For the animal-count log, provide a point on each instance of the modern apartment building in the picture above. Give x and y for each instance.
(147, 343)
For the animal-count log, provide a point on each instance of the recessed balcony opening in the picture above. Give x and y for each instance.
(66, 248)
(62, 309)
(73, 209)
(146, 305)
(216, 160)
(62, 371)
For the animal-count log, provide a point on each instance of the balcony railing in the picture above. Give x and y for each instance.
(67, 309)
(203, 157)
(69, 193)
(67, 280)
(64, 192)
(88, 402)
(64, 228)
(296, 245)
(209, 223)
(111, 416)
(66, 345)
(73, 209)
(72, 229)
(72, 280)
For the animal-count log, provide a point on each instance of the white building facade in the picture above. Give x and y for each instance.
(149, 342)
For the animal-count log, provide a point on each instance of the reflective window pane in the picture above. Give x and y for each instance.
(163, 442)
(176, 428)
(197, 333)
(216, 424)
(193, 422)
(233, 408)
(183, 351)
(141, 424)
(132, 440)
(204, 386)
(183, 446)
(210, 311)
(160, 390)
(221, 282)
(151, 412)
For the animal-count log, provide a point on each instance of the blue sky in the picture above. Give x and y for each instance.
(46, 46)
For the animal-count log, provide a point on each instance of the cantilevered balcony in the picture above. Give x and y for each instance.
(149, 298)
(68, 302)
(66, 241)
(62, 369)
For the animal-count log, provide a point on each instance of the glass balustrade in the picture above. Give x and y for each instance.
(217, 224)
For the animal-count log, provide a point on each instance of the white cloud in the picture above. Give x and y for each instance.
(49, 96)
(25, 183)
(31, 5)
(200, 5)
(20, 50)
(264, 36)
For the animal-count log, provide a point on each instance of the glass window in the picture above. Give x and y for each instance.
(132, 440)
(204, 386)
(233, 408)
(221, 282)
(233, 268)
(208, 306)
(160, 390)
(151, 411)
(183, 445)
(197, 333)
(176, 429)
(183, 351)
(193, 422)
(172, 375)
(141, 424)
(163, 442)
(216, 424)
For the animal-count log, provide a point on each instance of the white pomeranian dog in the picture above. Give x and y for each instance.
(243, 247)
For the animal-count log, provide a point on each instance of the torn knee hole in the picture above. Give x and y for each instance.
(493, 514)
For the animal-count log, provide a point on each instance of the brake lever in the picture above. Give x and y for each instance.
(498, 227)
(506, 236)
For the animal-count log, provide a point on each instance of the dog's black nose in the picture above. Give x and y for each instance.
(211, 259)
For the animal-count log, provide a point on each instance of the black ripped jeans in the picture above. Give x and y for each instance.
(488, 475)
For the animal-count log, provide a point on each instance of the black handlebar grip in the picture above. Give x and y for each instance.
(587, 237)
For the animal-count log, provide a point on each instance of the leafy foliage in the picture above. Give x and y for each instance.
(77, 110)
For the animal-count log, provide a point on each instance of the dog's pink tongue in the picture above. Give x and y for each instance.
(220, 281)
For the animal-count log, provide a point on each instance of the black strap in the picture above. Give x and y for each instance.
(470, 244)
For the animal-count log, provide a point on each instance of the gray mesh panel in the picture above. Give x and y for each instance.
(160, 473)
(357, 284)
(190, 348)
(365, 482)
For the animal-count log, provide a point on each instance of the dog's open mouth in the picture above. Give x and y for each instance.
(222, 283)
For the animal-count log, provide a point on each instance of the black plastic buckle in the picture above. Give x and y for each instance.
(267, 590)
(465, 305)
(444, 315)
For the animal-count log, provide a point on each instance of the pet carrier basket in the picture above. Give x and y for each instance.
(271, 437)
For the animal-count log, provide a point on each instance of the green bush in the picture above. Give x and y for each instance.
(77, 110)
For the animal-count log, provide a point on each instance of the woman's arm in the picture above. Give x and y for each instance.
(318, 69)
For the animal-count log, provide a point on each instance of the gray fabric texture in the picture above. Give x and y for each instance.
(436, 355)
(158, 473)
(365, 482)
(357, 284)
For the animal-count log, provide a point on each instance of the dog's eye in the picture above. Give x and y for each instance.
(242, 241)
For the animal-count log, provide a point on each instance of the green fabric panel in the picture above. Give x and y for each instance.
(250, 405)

● Given problem
Render the records as a Markdown table with the columns Index and Text, placing each line in its own numbered row and omitting blank lines. Begin at the line that contains "the black handlebar" and stop after the final line of the records.

● Result of this exercise
| Index | Text |
|---|---|
| 1 | For the animal-count log, provide a point on each instance of the black handlebar grip in the picture above. Give x and y for each instance. |
| 2 | (587, 237) |
| 3 | For the animal-count log, provide a point on each instance of the leafy foliage in the picture above. Give x and y for each instance. |
| 4 | (77, 110) |
| 5 | For the animal-count log, provide a point on each instance of the dog's pink tongue in the picture above. Give x and y for each instance. |
| 6 | (220, 281) |
| 7 | For the animal-count log, provide a point on each instance of the black strap in the picture above. Give x and y for each instance. |
| 8 | (470, 244) |
| 9 | For the animal-count log, provide a point on each instance of the gray mesh panel in the picture above. Give x and y for each instance. |
| 10 | (160, 473) |
| 11 | (357, 284) |
| 12 | (190, 348) |
| 13 | (365, 482) |
| 14 | For the animal-count log, provide a point on each instance of the dog's open mouth in the picture above. Give x and y for each instance. |
| 15 | (222, 283) |
| 16 | For the animal-count log, provide a point on each instance of the black plastic buckle in the picture above. Give x and y for each instance. |
| 17 | (267, 590) |
| 18 | (465, 305) |
| 19 | (444, 315) |
| 20 | For the animal-count log, provide a point on each instance of the pet carrier basket in the picture above. Give x and y for each instance. |
| 21 | (271, 437) |
| 22 | For the animal-count log, provide a point on each instance of the green bush in the picture above. Give x and y for each instance. |
| 23 | (77, 110) |
| 24 | For the animal-count log, provide a point on each instance of the woman's arm in the picture above. Give x and y for each instance. |
| 25 | (318, 69) |
| 26 | For the animal-count log, provide a point on each instance of the gray fabric texture in the picture above. Give x and y for each instance. |
| 27 | (436, 355) |
| 28 | (158, 473) |
| 29 | (365, 482) |
| 30 | (357, 284) |
| 31 | For the animal-count log, provide a point on each instance of the dog's eye in the picture above. Give x and y for each instance. |
| 32 | (242, 241) |
| 33 | For the animal-count log, provide a point on each instance of the green fabric panel in the picture above. Give x and y for each instance. |
| 34 | (250, 405) |